──────── SOURCE MATERIAL

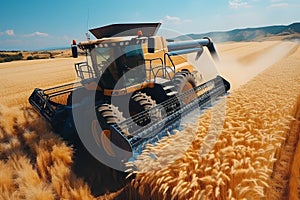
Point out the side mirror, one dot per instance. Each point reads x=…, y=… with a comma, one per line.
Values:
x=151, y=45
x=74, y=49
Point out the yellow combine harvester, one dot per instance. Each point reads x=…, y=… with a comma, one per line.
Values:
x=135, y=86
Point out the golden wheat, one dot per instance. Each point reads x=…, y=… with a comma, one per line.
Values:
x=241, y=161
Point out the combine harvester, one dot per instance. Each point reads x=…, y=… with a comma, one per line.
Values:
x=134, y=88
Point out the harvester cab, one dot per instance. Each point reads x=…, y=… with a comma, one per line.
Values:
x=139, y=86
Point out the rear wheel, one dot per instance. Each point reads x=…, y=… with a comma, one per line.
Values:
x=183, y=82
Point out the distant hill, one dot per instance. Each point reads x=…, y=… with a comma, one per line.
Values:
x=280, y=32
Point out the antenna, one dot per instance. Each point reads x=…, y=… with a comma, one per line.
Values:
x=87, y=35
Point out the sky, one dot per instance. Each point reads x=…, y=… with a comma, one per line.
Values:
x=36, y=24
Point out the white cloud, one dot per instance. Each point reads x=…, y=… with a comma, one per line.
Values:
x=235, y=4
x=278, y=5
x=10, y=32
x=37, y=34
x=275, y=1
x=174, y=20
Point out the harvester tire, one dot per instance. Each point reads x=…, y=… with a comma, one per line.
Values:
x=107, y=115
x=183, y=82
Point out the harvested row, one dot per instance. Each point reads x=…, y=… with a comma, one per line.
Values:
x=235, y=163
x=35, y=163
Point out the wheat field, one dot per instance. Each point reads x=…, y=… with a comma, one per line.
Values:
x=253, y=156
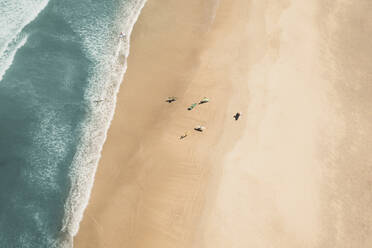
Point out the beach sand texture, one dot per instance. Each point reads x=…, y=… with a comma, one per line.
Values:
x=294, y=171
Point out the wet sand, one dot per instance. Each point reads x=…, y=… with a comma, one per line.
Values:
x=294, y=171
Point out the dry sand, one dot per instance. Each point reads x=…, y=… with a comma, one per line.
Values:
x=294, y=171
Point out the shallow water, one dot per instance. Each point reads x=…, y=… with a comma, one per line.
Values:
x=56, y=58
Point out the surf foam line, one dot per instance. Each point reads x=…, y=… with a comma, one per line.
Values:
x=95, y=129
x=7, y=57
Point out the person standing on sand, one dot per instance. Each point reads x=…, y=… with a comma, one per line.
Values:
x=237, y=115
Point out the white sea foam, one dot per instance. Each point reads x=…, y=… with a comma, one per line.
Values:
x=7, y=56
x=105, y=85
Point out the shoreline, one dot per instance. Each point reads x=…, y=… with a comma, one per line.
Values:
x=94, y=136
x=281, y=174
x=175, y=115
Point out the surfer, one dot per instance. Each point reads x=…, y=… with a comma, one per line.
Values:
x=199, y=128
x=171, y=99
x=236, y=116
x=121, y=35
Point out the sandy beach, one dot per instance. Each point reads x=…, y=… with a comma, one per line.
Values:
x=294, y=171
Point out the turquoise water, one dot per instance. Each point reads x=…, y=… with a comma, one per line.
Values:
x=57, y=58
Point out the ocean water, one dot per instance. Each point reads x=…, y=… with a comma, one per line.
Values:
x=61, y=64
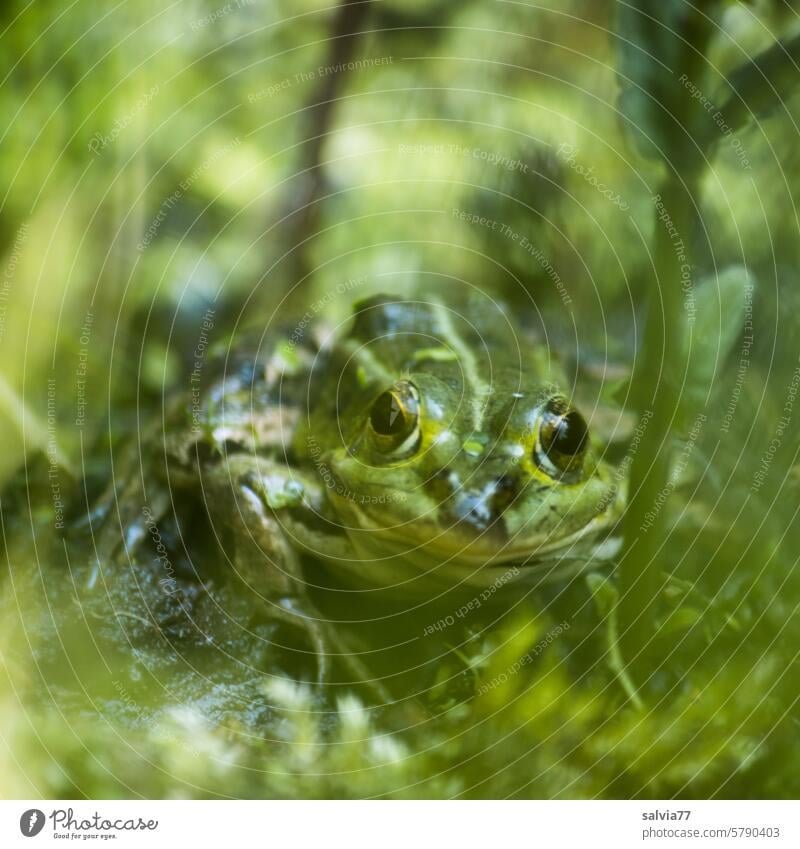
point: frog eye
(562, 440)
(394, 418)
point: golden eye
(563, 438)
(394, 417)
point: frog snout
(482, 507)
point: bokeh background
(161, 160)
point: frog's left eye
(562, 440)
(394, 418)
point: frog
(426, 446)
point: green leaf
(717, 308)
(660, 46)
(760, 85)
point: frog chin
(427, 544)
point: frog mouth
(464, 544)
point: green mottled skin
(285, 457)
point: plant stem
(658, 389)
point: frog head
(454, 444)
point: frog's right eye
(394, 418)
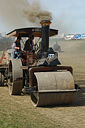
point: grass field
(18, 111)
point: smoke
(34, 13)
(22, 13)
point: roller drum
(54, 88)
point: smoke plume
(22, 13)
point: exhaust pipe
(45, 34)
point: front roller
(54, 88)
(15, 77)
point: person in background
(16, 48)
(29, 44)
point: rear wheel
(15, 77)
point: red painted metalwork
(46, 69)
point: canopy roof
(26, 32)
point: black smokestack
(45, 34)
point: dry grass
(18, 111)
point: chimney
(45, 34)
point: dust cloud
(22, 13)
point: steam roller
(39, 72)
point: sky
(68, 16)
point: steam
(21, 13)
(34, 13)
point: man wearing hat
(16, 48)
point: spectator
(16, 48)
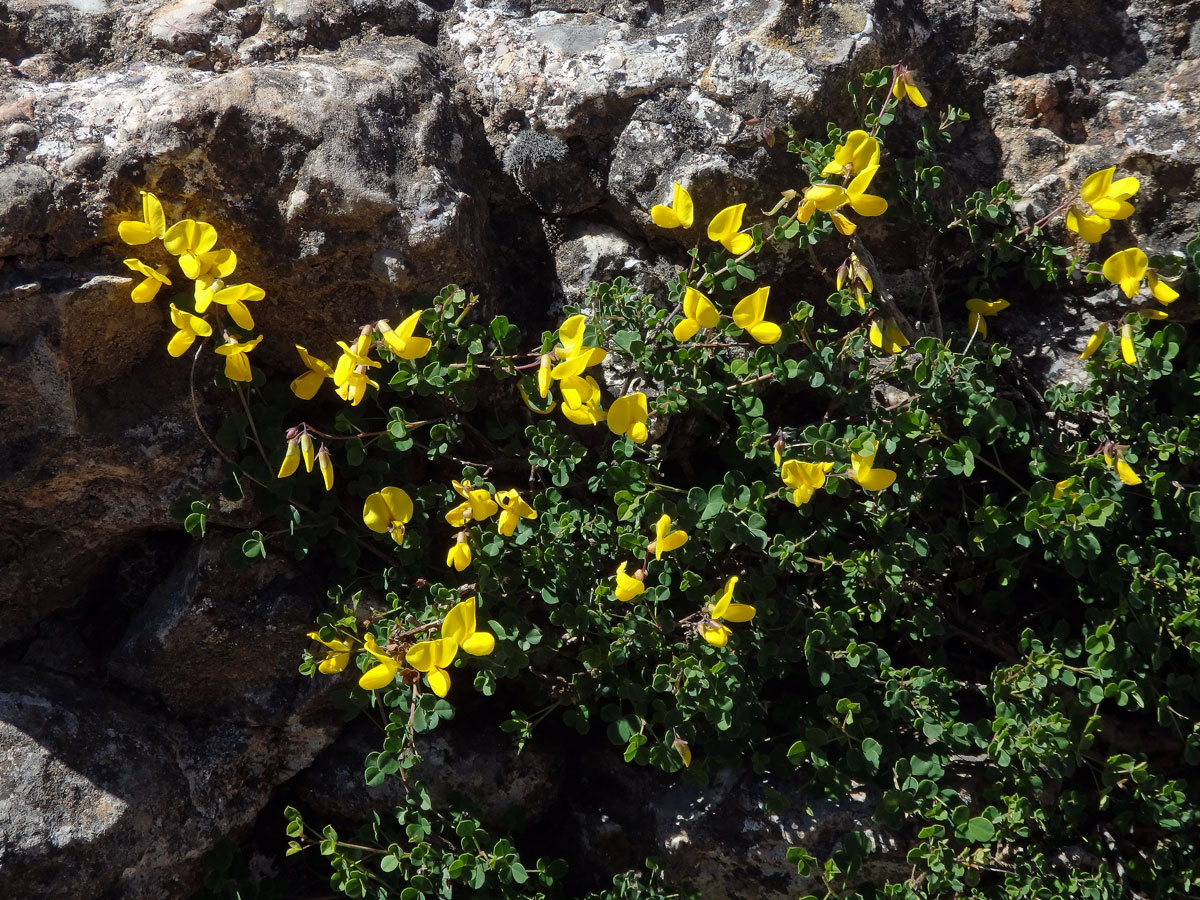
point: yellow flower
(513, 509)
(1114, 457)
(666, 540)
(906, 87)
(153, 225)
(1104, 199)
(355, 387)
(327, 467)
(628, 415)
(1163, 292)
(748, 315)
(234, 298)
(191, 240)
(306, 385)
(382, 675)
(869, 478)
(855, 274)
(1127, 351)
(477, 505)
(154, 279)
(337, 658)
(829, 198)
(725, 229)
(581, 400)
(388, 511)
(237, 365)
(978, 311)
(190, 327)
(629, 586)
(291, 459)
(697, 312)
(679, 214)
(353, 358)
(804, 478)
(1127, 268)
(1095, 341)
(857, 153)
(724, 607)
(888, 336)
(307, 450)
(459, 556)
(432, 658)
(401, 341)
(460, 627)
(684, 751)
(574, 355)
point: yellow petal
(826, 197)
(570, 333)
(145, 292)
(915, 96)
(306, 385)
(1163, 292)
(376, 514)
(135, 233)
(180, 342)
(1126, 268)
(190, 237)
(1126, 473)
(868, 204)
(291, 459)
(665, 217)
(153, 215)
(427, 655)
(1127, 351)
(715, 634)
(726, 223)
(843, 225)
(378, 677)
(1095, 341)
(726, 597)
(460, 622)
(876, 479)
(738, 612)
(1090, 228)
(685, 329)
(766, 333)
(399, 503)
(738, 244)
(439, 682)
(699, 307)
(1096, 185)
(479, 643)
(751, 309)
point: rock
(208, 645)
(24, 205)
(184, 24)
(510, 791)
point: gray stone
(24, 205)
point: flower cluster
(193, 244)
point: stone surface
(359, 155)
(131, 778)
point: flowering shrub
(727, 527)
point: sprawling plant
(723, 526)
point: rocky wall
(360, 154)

────────────────

WHAT YOU HAVE TO DO
Collect each line of the entries that has the word "beach", copying it in full.

WORKED SOLUTION
Point out the beach sand texture, one dot per instance. Each point reads x=…, y=… with a comma, one per line.
Point out the sandy beach, one dot per instance. Each point reads x=…, y=… with a comma, one per line.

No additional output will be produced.